Exercise input:
□ □ □ □ □ □ □

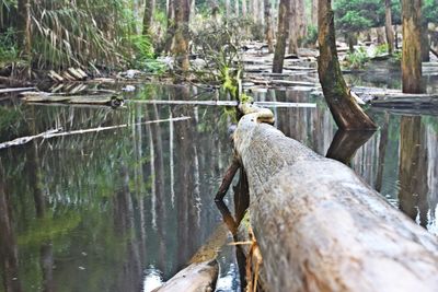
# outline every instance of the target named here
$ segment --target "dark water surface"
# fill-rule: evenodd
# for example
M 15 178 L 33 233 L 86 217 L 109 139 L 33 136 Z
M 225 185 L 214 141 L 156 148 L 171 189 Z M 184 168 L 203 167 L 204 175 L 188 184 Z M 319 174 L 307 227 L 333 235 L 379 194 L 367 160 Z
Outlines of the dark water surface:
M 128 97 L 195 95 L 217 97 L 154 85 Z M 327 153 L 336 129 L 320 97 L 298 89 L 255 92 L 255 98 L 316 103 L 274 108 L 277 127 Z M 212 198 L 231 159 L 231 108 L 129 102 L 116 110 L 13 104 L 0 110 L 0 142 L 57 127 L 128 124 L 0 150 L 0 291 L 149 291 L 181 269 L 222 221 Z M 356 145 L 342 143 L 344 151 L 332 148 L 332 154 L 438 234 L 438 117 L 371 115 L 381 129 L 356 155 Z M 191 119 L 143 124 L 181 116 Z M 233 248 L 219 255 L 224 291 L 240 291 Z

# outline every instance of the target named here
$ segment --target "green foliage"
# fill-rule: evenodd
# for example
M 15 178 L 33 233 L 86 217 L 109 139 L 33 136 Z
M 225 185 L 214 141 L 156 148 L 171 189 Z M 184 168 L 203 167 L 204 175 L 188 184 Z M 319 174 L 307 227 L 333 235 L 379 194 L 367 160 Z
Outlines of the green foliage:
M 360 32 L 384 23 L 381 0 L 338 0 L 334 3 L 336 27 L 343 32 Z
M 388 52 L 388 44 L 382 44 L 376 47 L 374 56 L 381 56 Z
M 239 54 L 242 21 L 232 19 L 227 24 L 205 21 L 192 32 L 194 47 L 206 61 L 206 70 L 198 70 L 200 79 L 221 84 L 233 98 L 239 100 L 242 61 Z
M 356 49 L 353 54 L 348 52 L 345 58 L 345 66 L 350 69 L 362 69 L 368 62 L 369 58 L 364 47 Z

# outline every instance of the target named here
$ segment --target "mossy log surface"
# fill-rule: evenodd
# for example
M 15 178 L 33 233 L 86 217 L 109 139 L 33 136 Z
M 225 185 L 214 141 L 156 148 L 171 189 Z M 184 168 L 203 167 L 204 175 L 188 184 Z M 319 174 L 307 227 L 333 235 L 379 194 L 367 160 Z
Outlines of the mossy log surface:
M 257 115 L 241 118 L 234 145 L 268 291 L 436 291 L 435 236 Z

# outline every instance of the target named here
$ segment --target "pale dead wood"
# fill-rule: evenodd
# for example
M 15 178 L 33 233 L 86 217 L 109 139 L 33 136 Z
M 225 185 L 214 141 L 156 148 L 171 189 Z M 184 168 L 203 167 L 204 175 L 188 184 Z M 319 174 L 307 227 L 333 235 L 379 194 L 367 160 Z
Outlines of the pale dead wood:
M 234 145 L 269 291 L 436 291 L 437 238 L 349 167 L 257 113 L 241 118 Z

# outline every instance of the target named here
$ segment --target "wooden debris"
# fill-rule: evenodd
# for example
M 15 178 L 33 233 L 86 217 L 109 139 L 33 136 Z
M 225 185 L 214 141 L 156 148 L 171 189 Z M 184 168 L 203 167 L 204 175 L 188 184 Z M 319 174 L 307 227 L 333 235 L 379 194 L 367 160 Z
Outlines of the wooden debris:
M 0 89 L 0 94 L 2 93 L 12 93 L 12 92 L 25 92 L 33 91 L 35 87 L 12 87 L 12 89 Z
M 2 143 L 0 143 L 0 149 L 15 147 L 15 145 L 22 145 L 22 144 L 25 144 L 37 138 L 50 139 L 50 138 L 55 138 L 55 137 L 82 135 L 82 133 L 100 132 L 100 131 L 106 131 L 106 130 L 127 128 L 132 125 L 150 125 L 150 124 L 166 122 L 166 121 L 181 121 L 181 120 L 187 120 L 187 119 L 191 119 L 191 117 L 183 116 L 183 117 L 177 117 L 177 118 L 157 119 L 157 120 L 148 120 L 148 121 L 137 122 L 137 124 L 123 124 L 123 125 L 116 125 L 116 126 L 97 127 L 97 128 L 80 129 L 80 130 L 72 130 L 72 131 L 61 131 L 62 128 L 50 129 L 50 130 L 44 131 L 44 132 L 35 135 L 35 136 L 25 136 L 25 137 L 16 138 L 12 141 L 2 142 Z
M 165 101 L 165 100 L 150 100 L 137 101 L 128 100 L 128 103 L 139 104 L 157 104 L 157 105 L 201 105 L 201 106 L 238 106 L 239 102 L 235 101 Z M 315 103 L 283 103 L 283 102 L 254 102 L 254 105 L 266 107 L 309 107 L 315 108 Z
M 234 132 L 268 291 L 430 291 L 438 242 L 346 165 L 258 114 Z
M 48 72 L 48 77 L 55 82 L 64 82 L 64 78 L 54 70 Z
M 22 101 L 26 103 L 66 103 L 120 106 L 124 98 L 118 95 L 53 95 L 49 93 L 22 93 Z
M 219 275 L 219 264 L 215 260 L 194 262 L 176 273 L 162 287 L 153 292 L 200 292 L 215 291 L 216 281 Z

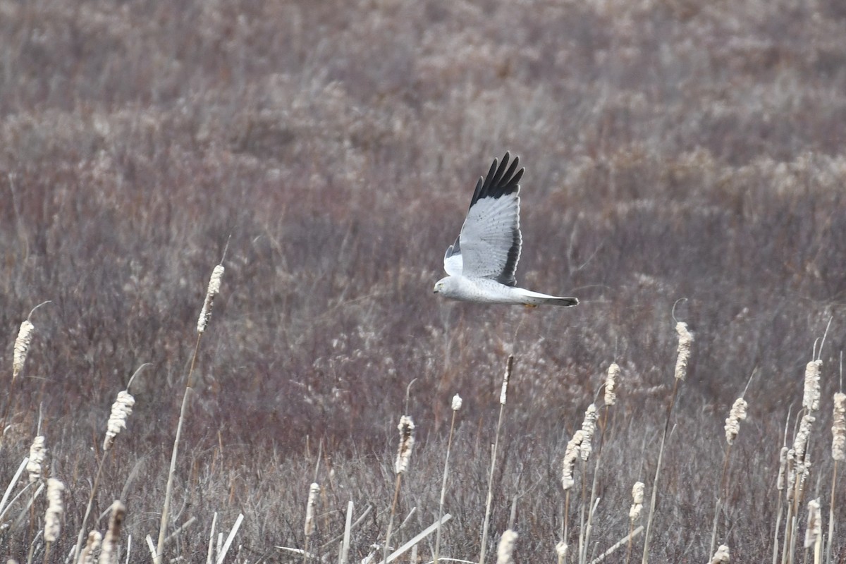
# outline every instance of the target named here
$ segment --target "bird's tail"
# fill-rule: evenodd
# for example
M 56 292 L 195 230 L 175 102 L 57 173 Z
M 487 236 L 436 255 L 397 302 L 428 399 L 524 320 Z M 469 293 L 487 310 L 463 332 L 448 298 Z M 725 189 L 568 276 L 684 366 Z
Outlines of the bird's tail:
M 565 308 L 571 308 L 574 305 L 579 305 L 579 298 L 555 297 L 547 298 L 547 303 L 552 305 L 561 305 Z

□ □ □ □ □ □ □

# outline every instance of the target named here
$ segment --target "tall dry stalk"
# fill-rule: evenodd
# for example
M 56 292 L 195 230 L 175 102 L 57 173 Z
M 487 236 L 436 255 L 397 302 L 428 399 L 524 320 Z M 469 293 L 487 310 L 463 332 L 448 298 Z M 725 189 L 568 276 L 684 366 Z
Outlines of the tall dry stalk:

□ □ □ □ □ □ □

The problem: Pick out each line in the entries above that contains the word "foliage", and copy those lines out in full.

Result:
$ segment --target "green foliage"
Outlines of the green foliage:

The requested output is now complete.